▶ [ページ抜粋]:

****************

釈義 - C年 年間

第一朗読:アモス6,1.4-7

預言者アモスの厳しい言葉は、ユダ王国とイスラエル王国の王たちと支配者たちに向けられている(アモス6,1)。彼らは国民のために働かず、その代わり自分たちが楽な生活をして、イスラエル王国の社会的な義を守ることなく、不正な支配をする。アモスによれば、このやり方がイスラエル王国を倒れさせる原因になる(アモス6,6)。そして、アモスの預言は紀元前721年に実現された。

第二朗読:一テモテ6,11-16

第一テモテの手紙の著者は手紙の最後で自分の弟子(テモテ)を指導する。キリスト者の道を歩む者として選ばれたテモテは、最後までこの道を正しく歩まなければならない(一テモテ6、11-12)。彼は人々の前でイエスのように証をしなければならない(一テモ6,13)。正しいキリスト者としてイエスが再び来られる日を待たなければならない(一テモテ6,14)。最後の部分は(一テモテ6,15-16)終末論的な意味がある。

****************

▶ [データ部分]:
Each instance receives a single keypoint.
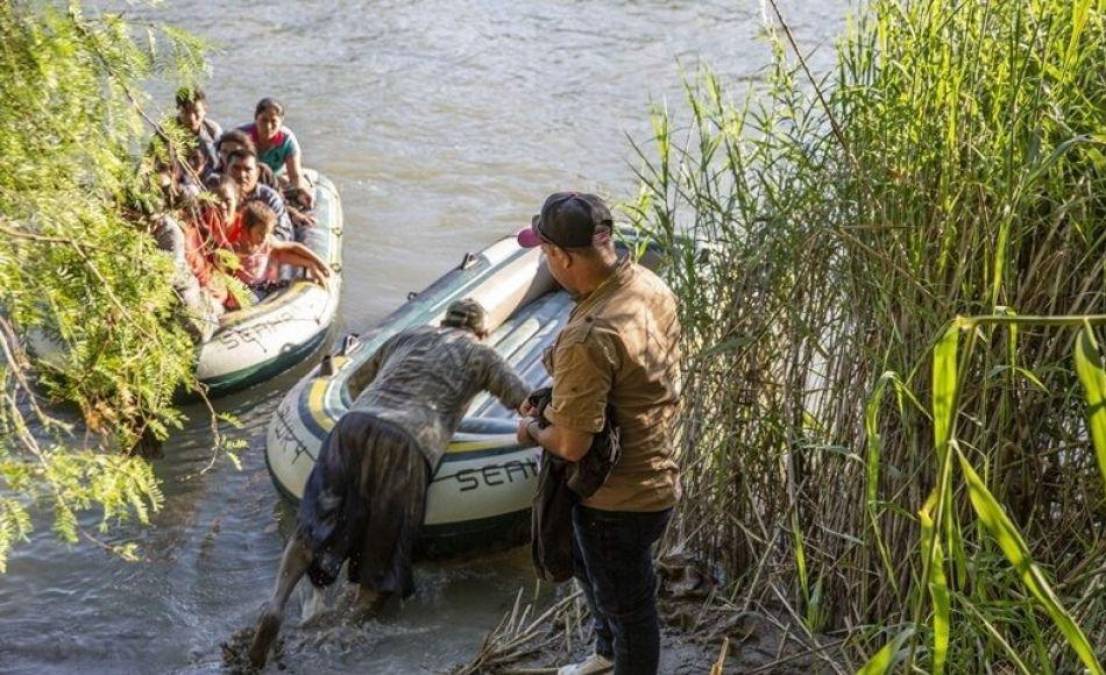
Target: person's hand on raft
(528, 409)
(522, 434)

****************

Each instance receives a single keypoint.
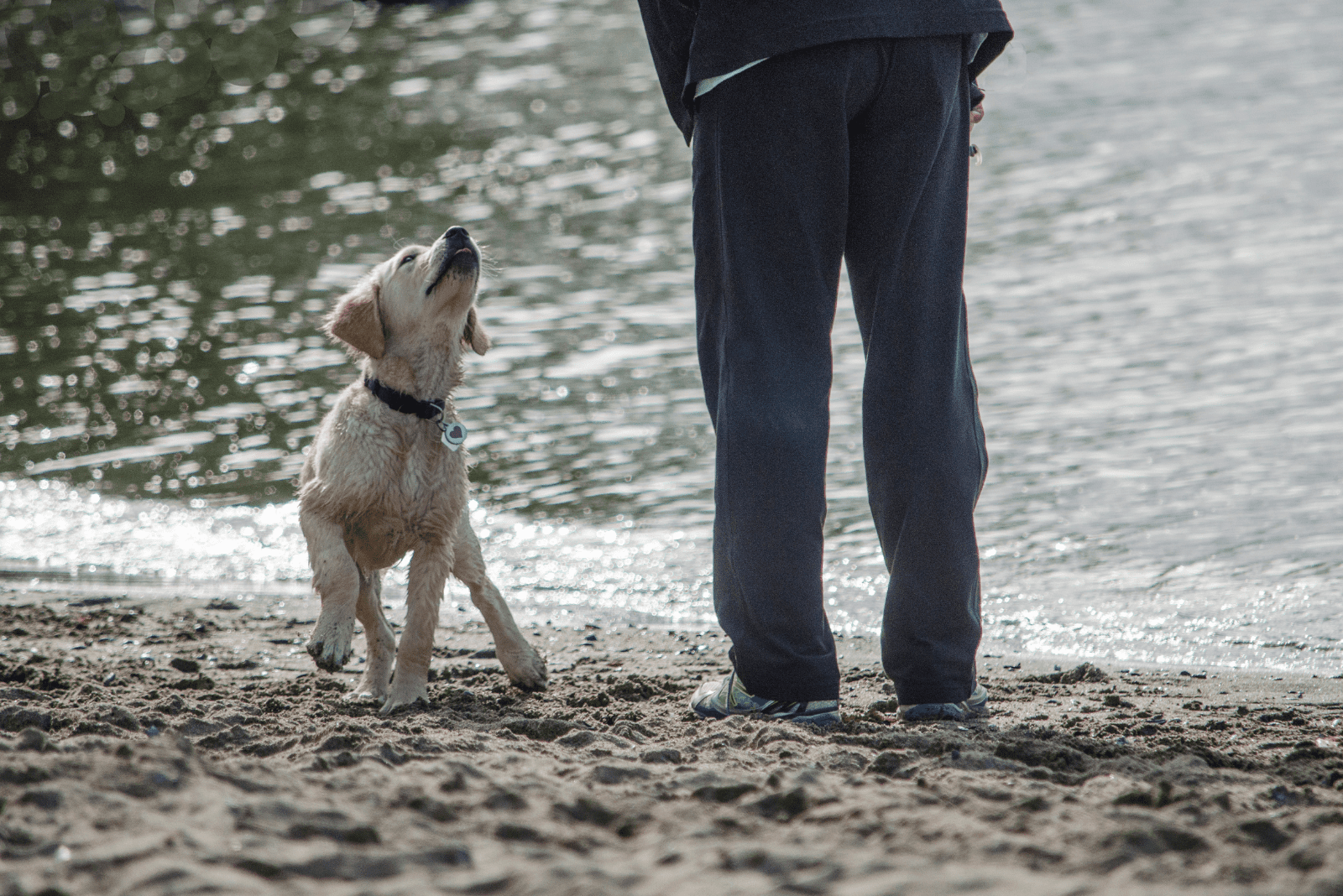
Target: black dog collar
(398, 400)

****************

▶ [やること]:
(A) ページ抜粋の「第一朗読:アモス6,1.4-7」から「16)終末論的な意味がある。」までの部分を、一字も変えずに書き写してください。
(B) ページ抜粋に書かれていることから、次の問いに答えること。
(i) アモスの預言が実現したのは紀元前何年か。
(ii) 第一テモテの手紙の著者が手紙の最後で指導している相手は誰か。
(iii) 第二朗読として挙げられている箇所はどこか。
上の項目は使わなくてよい。

▶ [解答全文]:
(A)
第一朗読:アモス6,1.4-7

預言者アモスの厳しい言葉は、ユダ王国とイスラエル王国の王たちと支配者たちに向けられている(アモス6,1)。彼らは国民のために働かず、その代わり自分たちが楽な生活をして、イスラエル王国の社会的な義を守ることなく、不正な支配をする。アモスによれば、このやり方がイスラエル王国を倒れさせる原因になる(アモス6,6)。そして、アモスの預言は紀元前721年に実現された。

第二朗読:一テモテ6,11-16

第一テモテの手紙の著者は手紙の最後で自分の弟子(テモテ)を指導する。キリスト者の道を歩む者として選ばれたテモテは、最後までこの道を正しく歩まなければならない(一テモテ6、11-12)。彼は人々の前でイエスのように証をしなければならない(一テモ6,13)。正しいキリスト者としてイエスが再び来られる日を待たなければならない(一テモテ6,14)。最後の部分は(一テモテ6,15-16)終末論的な意味がある。

(B)
(i) 紀元前721年
(ii) 自分の弟子であるテモテ
(iii) 一テモテ6,11-16